● **TEXT SECTION**
========
Finding the time

Lighthouse Beach, Port Macquarie

Lighthouse Beach, Port Macquarie

Towards the end of last year, I came to the conclusion that I wasn't happy. For a while, I'd had the sneaking suspicion that the weather wasn't fine in my interior landscape, that the sky might be looking stormier with every passing day, but I told myself to ignore this presentiment. It was nothing more than a symptom of living a busy life.

After all, my wife and I were in the process of selling our house, my son was about to start his first year of school and we didn't know where to enrol him because we didn't know where we going to be living in three months. Work was stressful with a number of high-pressure projects looming. My hair was thinning... It was perfectly natural to feel some malaise.
Except it was more than that.

Something was wrong and it took a conversation with my wife to figure out why.

In 2011 Pan Macmillan published my first book Winter's Shadow . Winter's Light followed in 2012 and Claudette in the Shadows in 2013. Late December 2013, my son, Bailey, was born. I kept writing. Or tried to. But it wasn't easy. Any free time I once had was gone. It took enormous discipline to get any writing done at all but still, I managed to peck out a new book, Lüne, over the next 3 years.

To put that time-frame in perspective it took me 6 months to write the first draft of Winter's Shadow and about 4 months to write Winter's Light. My process had definitely slowed down. And then my daughter, India, was born.

My available writing time shrunk even more. I continued to re-write Lune but to get any time in front of the computer involved either sacrificing much-needed sleep or off-loading the two high energy chaos imps, Bailey and India, onto my wife. Something I didn't want to do because I actually loved being a dad.

Being a dad gave me more happiness and personal satisfaction than writing ever had. Why sit in front of a computer battling frustration and self-doubt when I could build a lego fortress with my son or play guitar for my daughter, see their joy and feel my own sense of self-worth skyrocket. With a demanding full-time job and two children I adored spending time with, putting my writing on the backburner was the easiest thing to do. It felt right. Except it really didn't.

It's one thing to live a life without ever finding out what it is you want to do. It's another thing entirely to find something you love to do, something you're good at, and ignore that part of yourself completely. I'm a writer. And I wasn't writing. No wonder I was unhappy.

My wife pointed this all out to me when I finally opened up about how I was feeling and she suggested something I should have done much earlier – drop back my working hours to 3 days week. We could afford it and if it meant I'd feel better in myself then it was definitely worth the financial sacrifice we'd be making. She's pretty amazing my wife.

However, as appealing as this plan was I didn't seize on it immediately. It felt irresponsible to throw away money – money that was being used to pay off our mortgage and feed my children – to pursue something which, if I was honest with myself, probably wouldn't bring in much – if any – money at all. Economically, this decision was foolish.

I wrestled with myself over this issue and realised I was scared. Scared to back myself. To actually treat writing like a career and not a hobby to fit in around my "real" life.

I talked to my boss, and bless him, he was all for reducing my days. However, he proposed I start with a 4-day week. It would impact the business less and we could always talk about transitioning me to 3 days further down the line. This was a fair compromise and also alleviated some anxiety I had about taking such a big chunk out of my monthly pay slip.

We're coming up to the end of February 2019 and I've been working part-time since January. So far, I've managed to complete a first draft of the Winter's Shadow movie (blog post to come) and a re-rewrite of my new-ish novella Emerald Shadows. I've made more writing progress in the past couple of months than I did in the preceding year. More to the point, I feel happier, more complete. Life is still busy but at least I know I have one day a week that's mine. It's not much but it's enough.
========
● **WORK TASK A**
In the post above, what working schedule did the boss propose as a start?
● **WORK TASK B**
Please copy out the passage of the post above between "Finding the time" and "feel some malaise.", inclusive.

● **DATASET EXTRACT**
========
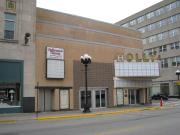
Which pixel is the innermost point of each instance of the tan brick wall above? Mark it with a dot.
(77, 36)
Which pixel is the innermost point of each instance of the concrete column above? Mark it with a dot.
(126, 97)
(115, 97)
(37, 98)
(142, 96)
(71, 96)
(171, 89)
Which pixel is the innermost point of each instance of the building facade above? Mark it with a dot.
(17, 55)
(40, 67)
(65, 38)
(160, 28)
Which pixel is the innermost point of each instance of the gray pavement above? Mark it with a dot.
(159, 122)
(16, 117)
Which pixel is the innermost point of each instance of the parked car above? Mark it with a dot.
(159, 96)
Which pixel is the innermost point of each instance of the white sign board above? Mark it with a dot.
(55, 53)
(55, 69)
(136, 69)
(55, 63)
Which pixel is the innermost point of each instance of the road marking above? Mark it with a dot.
========
● **WRITTEN RESPONSE A**
A 4-day week.

● **WRITTEN RESPONSE B**
Finding the time

Lighthouse Beach, Port Macquarie

Lighthouse Beach, Port Macquarie

Towards the end of last year, I came to the conclusion that I wasn't happy. For a while, I'd had the sneaking suspicion that the weather wasn't fine in my interior landscape, that the sky might be looking stormier with every passing day, but I told myself to ignore this presentiment. It was nothing more than a symptom of living a busy life.

After all, my wife and I were in the process of selling our house, my son was about to start his first year of school and we didn't know where to enrol him because we didn't know where we going to be living in three months. Work was stressful with a number of high-pressure projects looming. My hair was thinning... It was perfectly natural to feel some malaise.